WORK TO BE COMPLETED → Write out every line below that contains "queried".

------

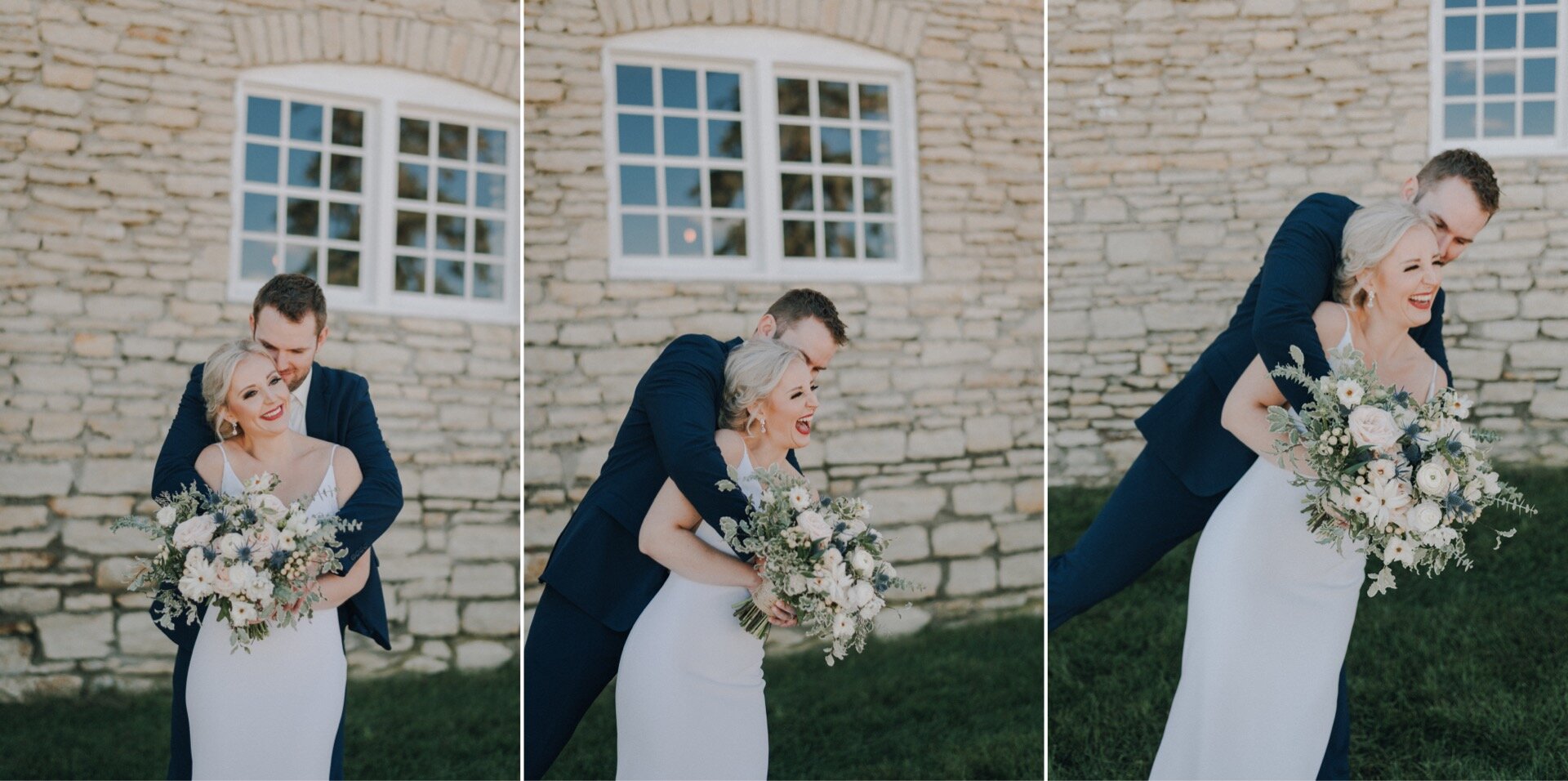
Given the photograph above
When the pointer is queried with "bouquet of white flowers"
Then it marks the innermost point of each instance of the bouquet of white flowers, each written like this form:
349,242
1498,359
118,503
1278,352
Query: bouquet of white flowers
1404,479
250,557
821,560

------

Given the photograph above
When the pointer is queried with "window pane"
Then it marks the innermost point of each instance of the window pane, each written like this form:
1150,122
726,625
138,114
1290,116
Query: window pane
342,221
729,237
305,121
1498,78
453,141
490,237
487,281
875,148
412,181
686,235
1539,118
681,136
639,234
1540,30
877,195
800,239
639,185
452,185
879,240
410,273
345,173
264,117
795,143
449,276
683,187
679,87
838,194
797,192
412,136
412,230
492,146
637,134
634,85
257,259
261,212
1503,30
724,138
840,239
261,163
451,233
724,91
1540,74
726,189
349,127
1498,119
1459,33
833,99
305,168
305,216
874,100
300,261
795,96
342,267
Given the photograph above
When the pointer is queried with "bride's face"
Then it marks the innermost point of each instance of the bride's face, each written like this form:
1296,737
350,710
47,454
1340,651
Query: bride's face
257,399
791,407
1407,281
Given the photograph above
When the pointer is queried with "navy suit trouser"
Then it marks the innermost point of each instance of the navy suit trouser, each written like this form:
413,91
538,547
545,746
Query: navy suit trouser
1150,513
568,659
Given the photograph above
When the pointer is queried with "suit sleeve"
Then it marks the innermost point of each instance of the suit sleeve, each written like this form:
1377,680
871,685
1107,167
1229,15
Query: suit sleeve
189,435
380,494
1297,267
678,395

------

RESULT FOR THIS TASK →
When the pointer is queried with "bouquet of white flowers"
When the pointer is queried with "window pane"
When the pointer is queried with "bride's face"
When the pointer is queried with "navy suit trouser"
When the pointer is queried with "suit sleeve"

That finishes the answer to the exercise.